Natural-language object grounding data

****************

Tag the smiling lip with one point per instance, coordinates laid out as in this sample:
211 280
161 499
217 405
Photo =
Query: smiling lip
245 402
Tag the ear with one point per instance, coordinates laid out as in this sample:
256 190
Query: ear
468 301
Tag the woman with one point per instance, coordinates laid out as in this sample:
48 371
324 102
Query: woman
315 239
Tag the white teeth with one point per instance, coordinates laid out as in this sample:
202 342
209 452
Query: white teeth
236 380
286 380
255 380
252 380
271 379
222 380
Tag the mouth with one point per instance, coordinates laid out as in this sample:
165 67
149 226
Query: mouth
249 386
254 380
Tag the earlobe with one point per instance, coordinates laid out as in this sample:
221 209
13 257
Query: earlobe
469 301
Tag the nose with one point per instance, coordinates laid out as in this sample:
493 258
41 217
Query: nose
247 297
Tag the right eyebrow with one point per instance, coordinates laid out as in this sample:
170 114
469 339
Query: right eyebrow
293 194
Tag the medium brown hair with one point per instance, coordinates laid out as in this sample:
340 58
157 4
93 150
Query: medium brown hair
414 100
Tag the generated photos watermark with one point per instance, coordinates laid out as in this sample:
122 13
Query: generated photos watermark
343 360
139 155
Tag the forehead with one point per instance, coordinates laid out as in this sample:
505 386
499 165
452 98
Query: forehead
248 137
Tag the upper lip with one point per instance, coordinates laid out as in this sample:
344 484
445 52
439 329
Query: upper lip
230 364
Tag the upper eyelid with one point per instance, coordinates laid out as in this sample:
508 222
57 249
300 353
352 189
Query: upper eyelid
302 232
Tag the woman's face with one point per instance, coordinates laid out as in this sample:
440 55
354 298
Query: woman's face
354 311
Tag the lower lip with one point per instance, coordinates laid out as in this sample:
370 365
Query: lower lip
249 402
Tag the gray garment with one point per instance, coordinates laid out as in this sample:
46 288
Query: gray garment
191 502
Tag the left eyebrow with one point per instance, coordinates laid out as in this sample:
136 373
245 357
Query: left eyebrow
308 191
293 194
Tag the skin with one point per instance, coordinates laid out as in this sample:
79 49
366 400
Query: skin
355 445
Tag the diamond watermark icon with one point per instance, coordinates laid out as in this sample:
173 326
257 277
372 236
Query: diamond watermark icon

****************

— YOUR GOAL —
Word for word, repeat every entry listed above.

— ANSWER AREA —
Tag the smiling lip with one point per instance, coordinates laid out as in this sample:
211 280
161 499
217 405
Photo =
Query: smiling lip
245 402
Tag the ear with one point per instance, coordinates laid out as in this sample:
256 190
Query: ear
468 301
Tag the woman with one point per instance, coordinates laid out as in this sample:
48 371
324 102
Query: woman
315 239
Tag the white teeth with one point per instance, coordinates laid out as in this sample:
202 342
209 452
Query: white teeth
236 380
286 380
255 380
252 380
271 379
222 380
Tag the mouth with one point per instance, coordinates laid out as in this sample:
165 67
149 226
Query: mouth
249 386
254 380
Tag the earlobe with one point per instance, coordinates laid out as in this sample:
221 209
13 257
Query: earlobe
469 301
Tag the nose with one point per instance, coordinates laid out as in this sample:
493 258
41 217
Query: nose
247 297
Tag the right eyebrow with one point per instance, coordinates laid out as in this sample:
170 114
469 339
Query: right eyebrow
293 194
Tag the medium brown hair with one point per instance, coordinates laid out as in this sample:
340 58
157 4
93 150
Query: medium brown hair
414 100
Tag the generated photos watermark with one point per instance, coordinates laid out as in this sample:
122 13
Query: generated photos watermark
343 360
139 155
Tag the forehead with one point per instance, coordinates laid out as in this sample:
505 386
499 165
452 98
Query: forehead
248 137
Tag the upper lip with one point per instance, coordinates laid out as in this sample:
344 484
445 52
439 329
Query: upper lip
230 364
Tag the upper eyelid with one point per instance, coordinates laid out as in this sample:
508 222
57 249
300 353
352 189
Query: upper eyelid
302 232
Tag the woman's face with one point per instance, coordinates laid out as in this sample:
440 55
354 298
Query: woman's face
354 311
Tag the lower lip with one point per instance, coordinates laid out as in this sample:
370 365
Query: lower lip
249 402
Tag the gray garment with one point per instance, coordinates laid out as in this sample:
46 288
Query: gray garment
191 502
Tag the left eyebrow with one point per instance, coordinates laid out as in this sample:
136 373
245 357
Query: left eyebrow
308 191
293 194
Tag the skin with one point per instance, coordinates laid out as in this sample:
79 49
366 400
Query: skin
355 445
Tag the diamond watermark icon with one point per instance, coordinates laid out as in this sample:
173 326
257 277
372 236
Query: diamond watermark icon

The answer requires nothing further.